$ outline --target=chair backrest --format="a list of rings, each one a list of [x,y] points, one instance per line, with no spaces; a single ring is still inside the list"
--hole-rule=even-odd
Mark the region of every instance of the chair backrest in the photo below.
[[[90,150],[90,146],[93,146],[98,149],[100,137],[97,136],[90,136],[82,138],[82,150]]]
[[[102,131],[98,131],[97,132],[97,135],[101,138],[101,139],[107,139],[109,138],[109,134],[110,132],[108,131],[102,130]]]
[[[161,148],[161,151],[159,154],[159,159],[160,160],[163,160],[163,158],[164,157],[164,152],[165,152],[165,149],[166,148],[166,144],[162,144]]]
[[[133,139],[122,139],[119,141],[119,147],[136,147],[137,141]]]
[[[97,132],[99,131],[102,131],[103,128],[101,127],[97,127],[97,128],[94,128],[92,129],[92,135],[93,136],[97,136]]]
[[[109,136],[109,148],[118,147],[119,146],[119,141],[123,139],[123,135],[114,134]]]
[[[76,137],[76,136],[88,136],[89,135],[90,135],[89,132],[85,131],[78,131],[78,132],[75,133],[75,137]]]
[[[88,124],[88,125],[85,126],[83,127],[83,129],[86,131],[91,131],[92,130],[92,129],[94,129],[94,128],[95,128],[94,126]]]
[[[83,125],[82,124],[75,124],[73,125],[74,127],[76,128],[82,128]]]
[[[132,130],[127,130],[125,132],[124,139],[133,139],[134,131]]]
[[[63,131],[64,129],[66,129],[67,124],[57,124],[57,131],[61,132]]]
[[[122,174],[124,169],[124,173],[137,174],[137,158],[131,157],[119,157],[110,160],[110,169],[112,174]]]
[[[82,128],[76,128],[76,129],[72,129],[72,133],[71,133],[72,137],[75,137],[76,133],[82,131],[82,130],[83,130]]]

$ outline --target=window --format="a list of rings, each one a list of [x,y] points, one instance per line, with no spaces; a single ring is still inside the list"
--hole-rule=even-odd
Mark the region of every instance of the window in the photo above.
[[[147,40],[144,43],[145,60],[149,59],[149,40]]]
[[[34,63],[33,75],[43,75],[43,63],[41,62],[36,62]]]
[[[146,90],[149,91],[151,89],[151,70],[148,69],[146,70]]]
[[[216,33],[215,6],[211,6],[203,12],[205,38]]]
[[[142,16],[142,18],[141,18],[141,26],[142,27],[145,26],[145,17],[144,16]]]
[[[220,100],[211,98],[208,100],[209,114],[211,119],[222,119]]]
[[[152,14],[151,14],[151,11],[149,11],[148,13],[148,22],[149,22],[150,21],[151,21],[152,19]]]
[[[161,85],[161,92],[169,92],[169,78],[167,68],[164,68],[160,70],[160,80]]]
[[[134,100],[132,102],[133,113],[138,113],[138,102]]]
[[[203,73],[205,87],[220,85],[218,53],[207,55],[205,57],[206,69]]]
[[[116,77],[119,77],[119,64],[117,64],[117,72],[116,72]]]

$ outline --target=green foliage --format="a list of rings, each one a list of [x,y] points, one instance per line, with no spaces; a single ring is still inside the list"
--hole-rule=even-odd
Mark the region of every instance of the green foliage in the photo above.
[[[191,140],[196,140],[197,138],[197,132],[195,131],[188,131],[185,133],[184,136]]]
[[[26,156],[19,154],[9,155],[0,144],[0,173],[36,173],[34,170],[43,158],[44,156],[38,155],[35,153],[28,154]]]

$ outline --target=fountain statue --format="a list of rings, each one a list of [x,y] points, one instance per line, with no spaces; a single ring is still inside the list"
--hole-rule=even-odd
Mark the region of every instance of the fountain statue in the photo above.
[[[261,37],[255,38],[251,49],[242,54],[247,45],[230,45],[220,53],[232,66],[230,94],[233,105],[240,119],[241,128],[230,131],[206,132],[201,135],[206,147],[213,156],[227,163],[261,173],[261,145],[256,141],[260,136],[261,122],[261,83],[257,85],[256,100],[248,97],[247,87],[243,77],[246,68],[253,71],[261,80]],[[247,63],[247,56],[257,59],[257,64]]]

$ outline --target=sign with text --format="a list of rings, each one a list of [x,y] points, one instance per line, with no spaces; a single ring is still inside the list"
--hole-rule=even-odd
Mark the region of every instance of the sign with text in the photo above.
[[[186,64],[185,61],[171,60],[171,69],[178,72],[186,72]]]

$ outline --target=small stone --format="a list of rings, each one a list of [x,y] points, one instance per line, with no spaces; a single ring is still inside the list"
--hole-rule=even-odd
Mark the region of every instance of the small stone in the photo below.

_The problem_:
Copy out the data above with each "even-odd" changed to "nonzero" and everything else kept the same.

_Final result_:
$ outline --target=chair backrest --format="a list of rings, each one a list of [x,y] points, one instance per line, with no spaces; a single ring is still inside the list"
--hole-rule=nonzero
Mark the region of every instance of the chair backrest in the photo below.
[[[90,150],[90,146],[93,146],[98,149],[100,137],[97,136],[90,136],[82,138],[82,150]]]
[[[102,131],[98,131],[97,132],[97,135],[101,138],[101,139],[107,139],[109,138],[109,134],[110,132],[108,131],[102,130]]]
[[[161,148],[161,151],[159,154],[159,159],[160,160],[163,160],[163,158],[164,157],[164,152],[165,152],[165,149],[166,148],[166,144],[162,144]]]
[[[133,139],[122,139],[119,141],[119,147],[136,147],[137,141]]]
[[[97,132],[99,131],[102,131],[103,128],[101,127],[97,127],[97,128],[94,128],[92,129],[92,135],[93,136],[97,136]]]
[[[109,136],[109,148],[118,147],[119,146],[119,141],[123,139],[123,135],[114,134]]]
[[[76,137],[76,136],[88,136],[89,135],[90,135],[89,132],[85,131],[78,131],[78,132],[75,133],[75,137]]]
[[[88,124],[88,125],[85,126],[83,127],[83,129],[86,131],[91,131],[92,130],[92,129],[94,129],[94,128],[95,128],[94,126]]]
[[[83,125],[82,124],[75,124],[73,125],[74,127],[76,128],[82,128]]]
[[[132,130],[127,130],[125,132],[124,139],[133,139],[134,131]]]
[[[63,131],[64,129],[66,129],[67,124],[57,124],[57,131],[61,132]]]
[[[122,174],[124,169],[124,173],[137,174],[137,158],[131,157],[119,157],[110,160],[110,169],[112,174]]]
[[[82,128],[76,128],[76,129],[72,129],[72,133],[71,133],[72,137],[75,137],[76,133],[82,131],[82,130],[83,130]]]

$ outline --target=window --format="a list of rings, each one a list of [x,y] points, one instance per line, with no spaces; a single ring is still inside the list"
--hole-rule=nonzero
Mark the region of every instance of the window in the photo above.
[[[147,40],[144,43],[145,60],[149,59],[149,40]]]
[[[34,63],[33,75],[43,75],[43,63],[41,62],[36,62]]]
[[[146,90],[149,91],[151,89],[151,70],[148,69],[146,70]]]
[[[216,33],[215,6],[211,6],[203,12],[205,38]]]
[[[142,16],[142,18],[141,18],[141,26],[142,27],[145,26],[145,17],[144,16]]]
[[[220,100],[211,98],[208,100],[209,114],[211,119],[222,119]]]
[[[152,14],[151,14],[151,11],[149,11],[148,13],[148,22],[149,22],[150,21],[151,21],[152,19]]]
[[[161,85],[161,92],[169,92],[169,78],[167,68],[164,68],[160,70],[160,80]]]
[[[134,100],[132,102],[133,113],[138,113],[138,102]]]
[[[203,73],[205,87],[220,85],[218,53],[207,55],[205,57],[206,69]]]
[[[116,77],[119,77],[119,64],[117,64],[117,72],[116,72]]]

$ outline --target=green foliage --format="a list of rings, each one a list of [x,y] points, one instance per line, with no spaces; a single ring is still inside the list"
--hole-rule=nonzero
Mark the region of every instance of the green foliage in the photo above.
[[[191,140],[196,140],[197,138],[197,132],[195,131],[188,131],[185,133],[184,136]]]
[[[26,156],[19,154],[9,155],[0,144],[0,173],[36,173],[34,170],[43,158],[44,156],[38,155],[35,153],[28,154]]]

$ outline --target=fountain statue --format="a list of rings, each one a list of [x,y] points, one instance per line, with no spaces; a single ring is still inside the list"
--hole-rule=nonzero
Mark the region of every instance of the fountain statue in the photo above.
[[[261,37],[255,38],[251,49],[242,54],[247,45],[230,45],[220,53],[232,66],[230,94],[233,105],[240,119],[241,128],[230,131],[206,132],[201,135],[206,147],[213,156],[227,163],[261,173],[261,145],[256,141],[260,136],[261,122],[261,83],[257,85],[256,100],[248,97],[247,87],[243,77],[246,68],[253,71],[261,80]],[[247,63],[247,56],[257,59],[257,64]]]

$ outline --target=sign with text --format="a list of rings, each one a list of [x,y] points, one instance per line, with no spaces; a single ring is still inside the list"
--hole-rule=nonzero
Mark the region of every instance of the sign with text in the photo above.
[[[186,64],[185,61],[171,60],[171,69],[178,72],[186,72]]]

$ outline --target=small stone --format="a list of rings, each one a list of [x,y] points, one instance per line, with no spaces; a single ring is still inside the list"
--hole-rule=nonzero
Mark the region of every instance of the small stone in the photo below.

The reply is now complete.